• _SOURCE TEXT_
========================

Studio album by Mayday Parade
- Released: July 10, 2007
- Recorded: January–February 2007
- Studios: Tree Sound, Atlanta, Georgia
- Genres: Pop-punk; emo; alternative rock;
- Length: 46:42
- Label: Fearless
- Producers: Zack Odom; Kenneth Mount;

Mayday Parade chronology
| Tales Told by Dead Friends (2006) | A Lesson in Romantics (2007) | Anywhere but Here (2009) |

Singles from A Lesson in Romantics
- "When I Get Home, You're So Dead" Released: December 3, 2007; "Jamie All Over" Released: May 20, 2008;

= A Lesson in Romantics =

A Lesson in Romantics is the debut studio album by American rock band Mayday Parade. The band resulted from a merger of two separate bands, Kid Named Chicago and Defining Moment. The band released an EP, Tales Told by Dead Friends, in June 2006, which they sold to people by following the 2006 edition of Warped Tour and offering copies; it eventually sold 10,000 copies. The band signed to Fearless Records in August. A Lesson in Romantics was recorded in early 2007, with producers Zack Odom and Kenneth Mount. Vocalist/guitarist Jason Lancaster left the band in March 2007, citing a lack of writing credit on the band's releases. Prior to the release of A Lesson in Romantics, "Black Cat", "When I Get Home, You're So Dead", and "Jamie All Over" were made available for streaming. After the album's release, the band participated in the 2007 edition of Warped Tour.

A Lesson in Romantics was released through Fearless on July 10. A music video for "When I Get Home, You're So Dead" was released in November, and the song was released as a single a month later. "Jamie All Over" was released as a single in May 2008 and a music video for the song was released two months later. The band then toured as part of the 2008 edition of Warped Tour. The music video for "When I Get Home, You're So Dead" earned two MTV Video Music Awards nominations in 2008. In January 2009, a music video was released for "Miserable at Best". A Lesson in Romantics is the band's most commercially successful release, eventually being certified gold by the Recording Industry Association of America. It was released on vinyl in November 2011. The album was featured on Rock Sounds 2014 list of the “51 Most Essential Pop Punk Albums of All Time”.

Mayday Parade would later go on to release the Anniversary version of the album called A Lesson in Romantics (Anniversary Edition), along with the commentary version, in 2017. The Anniversary edition of the album includes a previously unreleased song called "Coming Back With Winter", which includes the chorus from "Save Your Heart" (on Anywhere But Here).

========================

• _STATED GOAL A_
Return each line in the records below that contains the string "foot".

Stored items from a collection:
========================

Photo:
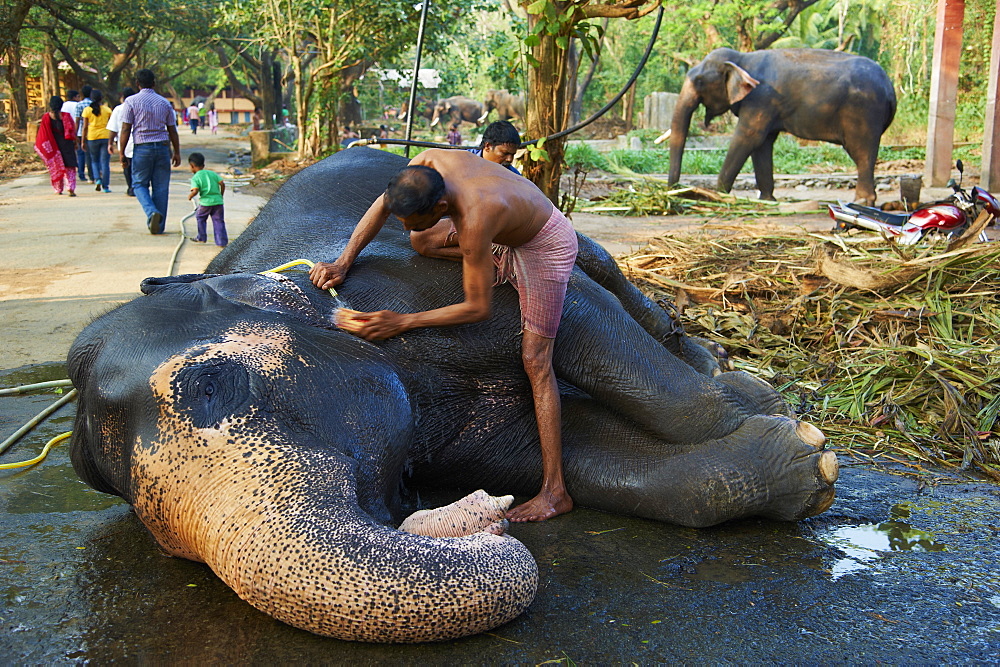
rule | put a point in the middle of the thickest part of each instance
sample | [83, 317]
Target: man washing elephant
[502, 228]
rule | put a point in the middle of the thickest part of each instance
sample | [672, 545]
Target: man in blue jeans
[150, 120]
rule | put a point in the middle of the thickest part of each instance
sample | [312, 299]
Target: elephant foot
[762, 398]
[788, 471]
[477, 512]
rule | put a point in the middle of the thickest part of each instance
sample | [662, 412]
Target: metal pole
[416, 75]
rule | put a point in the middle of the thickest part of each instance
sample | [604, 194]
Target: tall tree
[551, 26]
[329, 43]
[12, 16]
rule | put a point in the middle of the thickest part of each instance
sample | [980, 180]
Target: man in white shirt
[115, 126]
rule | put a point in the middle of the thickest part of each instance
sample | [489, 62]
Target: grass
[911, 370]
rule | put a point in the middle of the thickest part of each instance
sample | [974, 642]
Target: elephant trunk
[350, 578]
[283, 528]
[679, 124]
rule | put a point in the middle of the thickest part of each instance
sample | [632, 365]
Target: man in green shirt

========================

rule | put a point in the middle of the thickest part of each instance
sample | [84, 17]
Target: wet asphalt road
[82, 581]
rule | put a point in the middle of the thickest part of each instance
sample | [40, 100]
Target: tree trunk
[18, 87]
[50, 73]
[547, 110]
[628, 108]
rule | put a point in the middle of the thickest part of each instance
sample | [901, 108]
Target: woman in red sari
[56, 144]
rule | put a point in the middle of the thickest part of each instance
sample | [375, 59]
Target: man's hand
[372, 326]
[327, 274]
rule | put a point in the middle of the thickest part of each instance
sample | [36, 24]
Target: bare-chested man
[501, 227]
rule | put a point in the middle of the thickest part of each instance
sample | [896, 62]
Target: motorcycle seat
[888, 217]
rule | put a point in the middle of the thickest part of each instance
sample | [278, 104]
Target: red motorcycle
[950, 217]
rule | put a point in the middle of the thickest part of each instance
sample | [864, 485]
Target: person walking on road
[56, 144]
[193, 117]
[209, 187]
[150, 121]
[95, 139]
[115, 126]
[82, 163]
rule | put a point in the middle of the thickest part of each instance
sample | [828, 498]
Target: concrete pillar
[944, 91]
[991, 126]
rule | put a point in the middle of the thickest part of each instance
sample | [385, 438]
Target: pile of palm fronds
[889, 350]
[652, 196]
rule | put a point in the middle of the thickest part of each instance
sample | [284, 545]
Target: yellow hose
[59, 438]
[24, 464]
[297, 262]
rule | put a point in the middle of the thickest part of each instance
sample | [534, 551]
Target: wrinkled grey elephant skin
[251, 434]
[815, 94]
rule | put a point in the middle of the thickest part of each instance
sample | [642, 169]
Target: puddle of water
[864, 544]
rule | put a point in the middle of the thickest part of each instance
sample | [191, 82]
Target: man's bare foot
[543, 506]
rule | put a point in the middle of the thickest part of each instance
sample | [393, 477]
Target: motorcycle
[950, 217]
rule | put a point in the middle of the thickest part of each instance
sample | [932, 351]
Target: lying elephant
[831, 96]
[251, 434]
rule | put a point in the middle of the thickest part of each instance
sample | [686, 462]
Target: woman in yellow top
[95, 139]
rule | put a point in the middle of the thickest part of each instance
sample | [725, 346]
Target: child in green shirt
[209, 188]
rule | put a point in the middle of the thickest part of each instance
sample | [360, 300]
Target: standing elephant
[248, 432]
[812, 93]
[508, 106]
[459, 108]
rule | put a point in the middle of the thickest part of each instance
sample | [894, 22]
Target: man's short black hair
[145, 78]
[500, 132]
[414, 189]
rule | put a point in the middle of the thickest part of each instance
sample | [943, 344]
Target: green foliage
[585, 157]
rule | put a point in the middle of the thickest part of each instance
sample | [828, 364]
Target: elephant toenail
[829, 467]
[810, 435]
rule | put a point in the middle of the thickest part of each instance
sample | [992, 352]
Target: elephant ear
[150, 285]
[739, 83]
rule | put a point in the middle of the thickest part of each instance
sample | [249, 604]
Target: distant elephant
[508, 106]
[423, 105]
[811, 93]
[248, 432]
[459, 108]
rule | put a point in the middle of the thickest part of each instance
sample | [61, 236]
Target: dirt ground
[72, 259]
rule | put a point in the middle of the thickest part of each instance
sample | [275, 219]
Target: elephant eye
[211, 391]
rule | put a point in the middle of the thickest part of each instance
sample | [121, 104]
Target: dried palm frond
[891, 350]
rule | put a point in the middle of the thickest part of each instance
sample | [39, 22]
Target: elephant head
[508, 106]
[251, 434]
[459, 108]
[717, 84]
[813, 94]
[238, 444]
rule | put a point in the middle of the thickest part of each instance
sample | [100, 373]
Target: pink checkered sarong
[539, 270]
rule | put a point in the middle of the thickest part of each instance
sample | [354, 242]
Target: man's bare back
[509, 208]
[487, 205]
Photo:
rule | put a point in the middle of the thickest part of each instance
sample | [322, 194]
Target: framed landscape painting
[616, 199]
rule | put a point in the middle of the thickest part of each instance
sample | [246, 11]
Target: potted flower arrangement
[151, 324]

========================

• _STATED GOAL B_
Answer these questions using the article on A Lesson in Romantics:
(i) Which two bands merged to form Mayday Parade?
(ii) In what month and year was the album released on vinyl?
(iii) What previously unreleased song appears on the Anniversary edition?

• _TASK RESPONSE A_
Target: elephant foot
Target: man's bare foot

• _TASK RESPONSE B_
(i) Kid Named Chicago and Defining Moment
(ii) November 2011
(iii) "Coming Back With Winter"